Please state how many lines of the records contain the word "surface", giving only the number.

# [Dataset records]
>>>
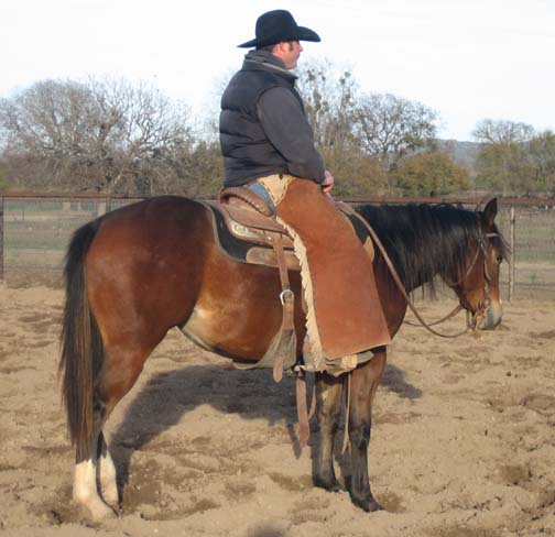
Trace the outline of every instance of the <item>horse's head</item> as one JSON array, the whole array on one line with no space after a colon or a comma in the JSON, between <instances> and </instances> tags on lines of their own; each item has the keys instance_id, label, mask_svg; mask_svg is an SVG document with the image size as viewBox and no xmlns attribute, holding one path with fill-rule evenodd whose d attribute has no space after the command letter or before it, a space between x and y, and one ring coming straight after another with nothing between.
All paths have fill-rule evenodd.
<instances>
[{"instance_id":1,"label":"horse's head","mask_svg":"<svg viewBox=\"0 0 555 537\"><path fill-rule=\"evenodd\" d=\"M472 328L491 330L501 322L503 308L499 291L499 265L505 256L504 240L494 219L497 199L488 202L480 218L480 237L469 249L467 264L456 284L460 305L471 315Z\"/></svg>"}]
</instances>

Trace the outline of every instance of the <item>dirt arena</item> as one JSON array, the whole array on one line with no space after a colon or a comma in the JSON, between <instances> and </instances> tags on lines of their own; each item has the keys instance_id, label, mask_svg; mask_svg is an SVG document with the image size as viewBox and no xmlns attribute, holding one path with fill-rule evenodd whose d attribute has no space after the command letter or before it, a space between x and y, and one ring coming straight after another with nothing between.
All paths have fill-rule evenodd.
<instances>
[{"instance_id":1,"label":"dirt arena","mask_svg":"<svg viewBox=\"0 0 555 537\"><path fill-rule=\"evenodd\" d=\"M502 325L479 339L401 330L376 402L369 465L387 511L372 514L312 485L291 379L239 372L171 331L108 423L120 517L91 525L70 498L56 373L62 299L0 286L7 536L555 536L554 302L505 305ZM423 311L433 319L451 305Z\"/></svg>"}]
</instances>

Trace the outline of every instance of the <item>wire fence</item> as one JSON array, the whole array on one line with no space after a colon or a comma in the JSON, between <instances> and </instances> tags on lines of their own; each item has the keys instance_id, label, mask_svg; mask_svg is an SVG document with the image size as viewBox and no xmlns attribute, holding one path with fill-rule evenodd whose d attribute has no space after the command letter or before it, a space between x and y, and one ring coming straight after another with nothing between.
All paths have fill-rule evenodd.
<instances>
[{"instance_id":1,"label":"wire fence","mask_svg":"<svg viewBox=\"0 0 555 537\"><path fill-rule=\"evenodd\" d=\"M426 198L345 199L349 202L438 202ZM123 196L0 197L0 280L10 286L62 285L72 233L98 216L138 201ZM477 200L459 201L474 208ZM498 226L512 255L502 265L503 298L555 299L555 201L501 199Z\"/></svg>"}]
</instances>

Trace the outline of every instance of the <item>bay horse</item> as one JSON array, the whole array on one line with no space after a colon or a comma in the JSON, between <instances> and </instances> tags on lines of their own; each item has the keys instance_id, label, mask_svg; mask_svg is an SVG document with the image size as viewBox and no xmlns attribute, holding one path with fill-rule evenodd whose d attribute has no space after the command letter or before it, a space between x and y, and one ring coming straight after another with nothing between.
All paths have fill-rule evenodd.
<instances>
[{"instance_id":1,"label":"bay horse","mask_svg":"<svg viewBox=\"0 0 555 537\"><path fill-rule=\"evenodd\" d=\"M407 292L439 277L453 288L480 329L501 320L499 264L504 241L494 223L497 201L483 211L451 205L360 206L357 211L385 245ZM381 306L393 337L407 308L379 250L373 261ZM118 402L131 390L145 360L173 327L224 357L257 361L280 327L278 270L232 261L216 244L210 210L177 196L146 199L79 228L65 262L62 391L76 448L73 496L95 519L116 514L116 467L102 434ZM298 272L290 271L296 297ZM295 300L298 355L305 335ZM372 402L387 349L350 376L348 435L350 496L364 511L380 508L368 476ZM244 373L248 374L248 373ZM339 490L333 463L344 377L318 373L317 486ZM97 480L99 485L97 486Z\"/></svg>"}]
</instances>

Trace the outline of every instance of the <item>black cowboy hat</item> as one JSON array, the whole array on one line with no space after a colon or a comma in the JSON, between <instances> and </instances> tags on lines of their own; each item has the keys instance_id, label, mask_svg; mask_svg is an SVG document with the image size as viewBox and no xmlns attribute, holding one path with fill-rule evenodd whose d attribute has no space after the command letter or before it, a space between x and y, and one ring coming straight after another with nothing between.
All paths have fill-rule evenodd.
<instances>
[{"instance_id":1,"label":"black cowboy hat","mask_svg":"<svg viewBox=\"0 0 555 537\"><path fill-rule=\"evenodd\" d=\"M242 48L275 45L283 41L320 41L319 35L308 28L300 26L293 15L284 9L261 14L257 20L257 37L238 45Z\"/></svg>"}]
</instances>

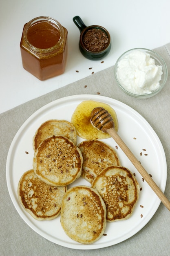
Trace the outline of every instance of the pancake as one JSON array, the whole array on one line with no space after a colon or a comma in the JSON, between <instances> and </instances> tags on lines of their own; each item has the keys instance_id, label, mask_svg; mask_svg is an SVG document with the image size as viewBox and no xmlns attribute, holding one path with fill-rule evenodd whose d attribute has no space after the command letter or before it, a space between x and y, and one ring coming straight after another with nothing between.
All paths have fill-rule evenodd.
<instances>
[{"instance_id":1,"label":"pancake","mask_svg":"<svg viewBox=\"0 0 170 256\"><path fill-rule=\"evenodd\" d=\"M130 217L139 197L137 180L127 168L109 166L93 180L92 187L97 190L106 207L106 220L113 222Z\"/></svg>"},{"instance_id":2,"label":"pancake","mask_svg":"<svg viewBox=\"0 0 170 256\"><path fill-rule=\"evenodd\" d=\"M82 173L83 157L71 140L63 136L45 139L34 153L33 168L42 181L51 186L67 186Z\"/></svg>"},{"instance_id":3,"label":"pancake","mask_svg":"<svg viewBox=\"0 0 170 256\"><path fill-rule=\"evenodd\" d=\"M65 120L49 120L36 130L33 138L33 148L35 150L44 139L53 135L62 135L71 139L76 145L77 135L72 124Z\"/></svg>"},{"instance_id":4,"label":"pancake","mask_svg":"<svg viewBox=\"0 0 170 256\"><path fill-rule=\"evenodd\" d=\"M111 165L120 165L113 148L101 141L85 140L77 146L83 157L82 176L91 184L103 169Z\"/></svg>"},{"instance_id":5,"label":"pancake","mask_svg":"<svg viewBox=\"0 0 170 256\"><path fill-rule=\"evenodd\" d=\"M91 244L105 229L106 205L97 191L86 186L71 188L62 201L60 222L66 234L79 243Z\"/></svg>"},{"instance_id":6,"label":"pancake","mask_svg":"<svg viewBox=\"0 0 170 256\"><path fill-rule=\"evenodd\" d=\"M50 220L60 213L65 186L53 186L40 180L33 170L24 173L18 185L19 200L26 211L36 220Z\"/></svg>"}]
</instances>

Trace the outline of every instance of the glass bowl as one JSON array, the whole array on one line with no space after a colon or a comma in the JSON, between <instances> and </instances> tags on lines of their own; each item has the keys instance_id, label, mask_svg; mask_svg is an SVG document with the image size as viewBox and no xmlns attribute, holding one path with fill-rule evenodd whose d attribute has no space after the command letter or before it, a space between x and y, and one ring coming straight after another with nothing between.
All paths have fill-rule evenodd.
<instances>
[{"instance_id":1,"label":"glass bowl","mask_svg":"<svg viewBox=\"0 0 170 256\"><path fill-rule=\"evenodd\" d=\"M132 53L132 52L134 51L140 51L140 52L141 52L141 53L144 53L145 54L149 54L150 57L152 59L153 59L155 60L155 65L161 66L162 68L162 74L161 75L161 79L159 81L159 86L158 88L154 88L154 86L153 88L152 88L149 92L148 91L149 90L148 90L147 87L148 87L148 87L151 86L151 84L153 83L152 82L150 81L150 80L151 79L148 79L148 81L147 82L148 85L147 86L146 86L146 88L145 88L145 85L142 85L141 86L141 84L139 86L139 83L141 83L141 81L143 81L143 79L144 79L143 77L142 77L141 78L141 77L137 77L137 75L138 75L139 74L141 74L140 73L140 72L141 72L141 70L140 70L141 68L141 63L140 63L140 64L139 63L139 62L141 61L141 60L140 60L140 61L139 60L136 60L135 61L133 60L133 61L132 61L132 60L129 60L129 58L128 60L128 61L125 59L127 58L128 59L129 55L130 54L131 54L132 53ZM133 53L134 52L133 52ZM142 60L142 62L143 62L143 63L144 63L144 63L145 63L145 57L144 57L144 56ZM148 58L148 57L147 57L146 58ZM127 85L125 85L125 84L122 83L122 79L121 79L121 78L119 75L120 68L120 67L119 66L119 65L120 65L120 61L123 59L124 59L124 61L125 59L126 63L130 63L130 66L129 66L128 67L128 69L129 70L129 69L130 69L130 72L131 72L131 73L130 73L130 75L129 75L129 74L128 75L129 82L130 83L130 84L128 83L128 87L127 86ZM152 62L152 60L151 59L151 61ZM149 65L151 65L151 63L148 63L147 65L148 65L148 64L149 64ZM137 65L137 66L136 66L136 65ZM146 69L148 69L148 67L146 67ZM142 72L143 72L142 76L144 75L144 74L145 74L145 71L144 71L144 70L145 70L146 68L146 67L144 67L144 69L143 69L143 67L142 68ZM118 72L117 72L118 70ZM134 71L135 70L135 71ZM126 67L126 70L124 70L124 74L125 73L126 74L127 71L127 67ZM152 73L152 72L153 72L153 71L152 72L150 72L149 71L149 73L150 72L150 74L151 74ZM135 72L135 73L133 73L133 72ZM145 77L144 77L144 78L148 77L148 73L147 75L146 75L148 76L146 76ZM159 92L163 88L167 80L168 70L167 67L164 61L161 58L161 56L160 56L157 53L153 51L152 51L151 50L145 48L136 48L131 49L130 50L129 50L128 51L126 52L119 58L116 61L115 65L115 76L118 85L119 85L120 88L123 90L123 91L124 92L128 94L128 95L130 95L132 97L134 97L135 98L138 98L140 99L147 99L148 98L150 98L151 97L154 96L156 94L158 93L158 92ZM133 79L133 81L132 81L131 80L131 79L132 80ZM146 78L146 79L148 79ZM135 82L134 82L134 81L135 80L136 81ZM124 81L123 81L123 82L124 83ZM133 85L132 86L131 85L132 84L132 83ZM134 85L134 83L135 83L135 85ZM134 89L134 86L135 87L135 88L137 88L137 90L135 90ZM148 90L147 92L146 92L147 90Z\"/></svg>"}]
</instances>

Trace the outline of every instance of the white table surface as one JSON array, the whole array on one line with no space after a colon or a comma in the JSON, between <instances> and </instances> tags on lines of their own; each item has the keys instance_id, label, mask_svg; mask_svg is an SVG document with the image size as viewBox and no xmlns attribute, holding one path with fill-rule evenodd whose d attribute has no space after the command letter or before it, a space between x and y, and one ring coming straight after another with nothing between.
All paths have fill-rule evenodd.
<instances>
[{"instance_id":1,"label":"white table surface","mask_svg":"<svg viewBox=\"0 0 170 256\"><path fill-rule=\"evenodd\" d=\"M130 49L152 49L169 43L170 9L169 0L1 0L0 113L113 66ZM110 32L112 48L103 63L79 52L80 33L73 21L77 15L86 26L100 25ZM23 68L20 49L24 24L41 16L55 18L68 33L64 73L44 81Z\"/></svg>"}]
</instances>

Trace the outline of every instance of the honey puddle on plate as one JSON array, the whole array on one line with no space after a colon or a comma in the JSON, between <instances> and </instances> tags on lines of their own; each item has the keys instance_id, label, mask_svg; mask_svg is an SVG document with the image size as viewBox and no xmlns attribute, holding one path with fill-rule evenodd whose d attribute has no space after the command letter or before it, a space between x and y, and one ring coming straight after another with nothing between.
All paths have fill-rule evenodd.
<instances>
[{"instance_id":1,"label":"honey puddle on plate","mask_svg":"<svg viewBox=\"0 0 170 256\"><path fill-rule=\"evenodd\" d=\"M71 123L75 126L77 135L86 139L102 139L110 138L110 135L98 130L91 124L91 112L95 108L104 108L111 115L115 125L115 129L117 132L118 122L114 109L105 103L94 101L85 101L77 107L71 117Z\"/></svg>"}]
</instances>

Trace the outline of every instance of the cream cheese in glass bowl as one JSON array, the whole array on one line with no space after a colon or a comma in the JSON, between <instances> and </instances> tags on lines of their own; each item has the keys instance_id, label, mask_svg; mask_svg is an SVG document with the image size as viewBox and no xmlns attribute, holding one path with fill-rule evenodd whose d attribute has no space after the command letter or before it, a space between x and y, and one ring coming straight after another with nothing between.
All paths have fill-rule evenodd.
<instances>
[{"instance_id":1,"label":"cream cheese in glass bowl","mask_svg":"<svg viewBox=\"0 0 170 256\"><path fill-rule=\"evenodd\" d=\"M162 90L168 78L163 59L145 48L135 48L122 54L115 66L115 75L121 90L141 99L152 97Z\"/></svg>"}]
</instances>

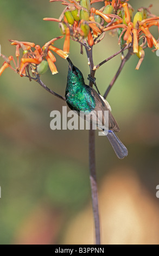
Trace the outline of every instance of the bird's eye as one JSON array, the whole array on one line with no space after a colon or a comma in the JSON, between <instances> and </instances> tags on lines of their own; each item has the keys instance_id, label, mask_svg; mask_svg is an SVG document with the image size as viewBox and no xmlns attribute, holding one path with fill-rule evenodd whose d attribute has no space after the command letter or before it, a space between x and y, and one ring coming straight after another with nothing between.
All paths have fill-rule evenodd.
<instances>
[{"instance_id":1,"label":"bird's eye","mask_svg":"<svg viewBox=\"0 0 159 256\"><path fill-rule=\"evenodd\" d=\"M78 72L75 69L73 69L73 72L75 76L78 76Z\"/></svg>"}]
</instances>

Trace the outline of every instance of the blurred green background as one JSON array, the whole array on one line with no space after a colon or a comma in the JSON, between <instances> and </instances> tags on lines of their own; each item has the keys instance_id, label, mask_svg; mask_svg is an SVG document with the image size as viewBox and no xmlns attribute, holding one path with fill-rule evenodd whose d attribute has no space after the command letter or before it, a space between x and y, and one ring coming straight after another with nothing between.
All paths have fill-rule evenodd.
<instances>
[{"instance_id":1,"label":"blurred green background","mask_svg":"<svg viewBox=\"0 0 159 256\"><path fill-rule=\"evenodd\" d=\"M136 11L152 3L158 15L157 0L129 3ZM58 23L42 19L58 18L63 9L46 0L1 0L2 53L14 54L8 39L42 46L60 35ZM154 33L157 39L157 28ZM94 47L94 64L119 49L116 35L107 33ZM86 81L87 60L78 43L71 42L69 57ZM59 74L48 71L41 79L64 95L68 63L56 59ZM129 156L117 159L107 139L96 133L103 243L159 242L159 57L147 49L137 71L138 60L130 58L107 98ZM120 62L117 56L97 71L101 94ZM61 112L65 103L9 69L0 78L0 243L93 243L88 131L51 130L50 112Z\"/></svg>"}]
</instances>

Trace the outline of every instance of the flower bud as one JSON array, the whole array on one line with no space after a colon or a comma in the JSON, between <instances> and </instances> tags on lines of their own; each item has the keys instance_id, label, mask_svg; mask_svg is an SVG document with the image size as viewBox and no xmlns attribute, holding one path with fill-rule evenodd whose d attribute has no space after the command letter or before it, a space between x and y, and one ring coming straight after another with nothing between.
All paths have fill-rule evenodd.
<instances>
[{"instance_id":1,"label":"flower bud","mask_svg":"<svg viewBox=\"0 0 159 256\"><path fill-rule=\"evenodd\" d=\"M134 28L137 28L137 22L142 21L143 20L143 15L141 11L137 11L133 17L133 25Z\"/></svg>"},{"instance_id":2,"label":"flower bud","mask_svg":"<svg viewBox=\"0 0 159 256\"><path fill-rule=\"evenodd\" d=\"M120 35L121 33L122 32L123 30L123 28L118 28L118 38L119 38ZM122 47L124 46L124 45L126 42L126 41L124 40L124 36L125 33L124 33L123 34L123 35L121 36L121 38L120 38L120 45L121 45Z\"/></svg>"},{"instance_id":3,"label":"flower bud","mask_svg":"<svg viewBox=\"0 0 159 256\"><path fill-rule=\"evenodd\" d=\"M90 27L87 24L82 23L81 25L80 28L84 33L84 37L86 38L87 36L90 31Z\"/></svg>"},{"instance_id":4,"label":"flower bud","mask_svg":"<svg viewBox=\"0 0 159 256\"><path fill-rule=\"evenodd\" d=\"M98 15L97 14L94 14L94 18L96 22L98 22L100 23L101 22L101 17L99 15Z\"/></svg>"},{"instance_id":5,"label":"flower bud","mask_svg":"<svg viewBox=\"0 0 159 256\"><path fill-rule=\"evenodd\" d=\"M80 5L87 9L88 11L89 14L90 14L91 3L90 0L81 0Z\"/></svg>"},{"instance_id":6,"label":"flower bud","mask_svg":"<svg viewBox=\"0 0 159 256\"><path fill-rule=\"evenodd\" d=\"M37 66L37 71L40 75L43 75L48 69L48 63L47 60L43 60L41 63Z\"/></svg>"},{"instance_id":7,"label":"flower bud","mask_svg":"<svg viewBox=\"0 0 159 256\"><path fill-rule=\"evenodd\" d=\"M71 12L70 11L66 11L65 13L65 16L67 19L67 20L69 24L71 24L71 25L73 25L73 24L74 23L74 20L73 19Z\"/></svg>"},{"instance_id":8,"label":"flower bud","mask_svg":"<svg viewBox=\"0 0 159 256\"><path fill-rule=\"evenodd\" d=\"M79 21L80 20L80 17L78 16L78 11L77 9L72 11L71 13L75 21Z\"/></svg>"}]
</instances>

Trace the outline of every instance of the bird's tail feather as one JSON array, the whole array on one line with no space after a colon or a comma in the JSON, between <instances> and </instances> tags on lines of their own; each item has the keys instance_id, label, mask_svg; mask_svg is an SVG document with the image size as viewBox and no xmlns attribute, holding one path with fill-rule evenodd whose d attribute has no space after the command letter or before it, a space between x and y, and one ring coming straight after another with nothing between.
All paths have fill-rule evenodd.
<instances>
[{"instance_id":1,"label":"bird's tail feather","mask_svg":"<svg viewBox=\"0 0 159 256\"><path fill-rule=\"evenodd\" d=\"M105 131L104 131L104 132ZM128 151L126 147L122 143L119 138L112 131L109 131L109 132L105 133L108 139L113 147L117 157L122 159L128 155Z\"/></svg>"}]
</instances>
<<<
# [ANSWER FOR THE TASK]
2